● **Exercise goal**
I would like you to output every record below exactly, apart from the pictures.

● **Provided records**

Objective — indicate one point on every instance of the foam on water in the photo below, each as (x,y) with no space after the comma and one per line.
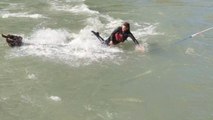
(77,9)
(55,98)
(80,48)
(21,15)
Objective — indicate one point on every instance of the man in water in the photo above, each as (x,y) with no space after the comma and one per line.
(13,40)
(119,35)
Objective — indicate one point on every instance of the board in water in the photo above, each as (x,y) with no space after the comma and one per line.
(99,37)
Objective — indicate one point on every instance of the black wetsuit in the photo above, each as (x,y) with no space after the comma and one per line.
(13,40)
(118,36)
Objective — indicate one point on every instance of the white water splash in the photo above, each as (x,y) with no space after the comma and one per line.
(21,15)
(55,98)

● **Solution for this task**
Objective — indicate one point on every instance of the foam on water in the photo below, each as (x,y) with no space after the comma and one per line.
(77,9)
(55,98)
(80,48)
(21,15)
Objective — indicate one point on every instance of the man in water in the photo above, each as (x,y) with no space after the comma and one per line.
(13,40)
(119,35)
Objective — indicate one point on every instance of the board in water in the photo above, each as (x,y) with no space after the comma and one per line.
(99,37)
Objective — indicate one point on every instance of the black wetsuit in the photo above, each as (x,y) with no space after the comma and one per line.
(13,40)
(118,36)
Objective — indicate one point on every instance of the white water splash in the photo above, each as (x,y) with no space after the comma and one per line.
(21,15)
(55,98)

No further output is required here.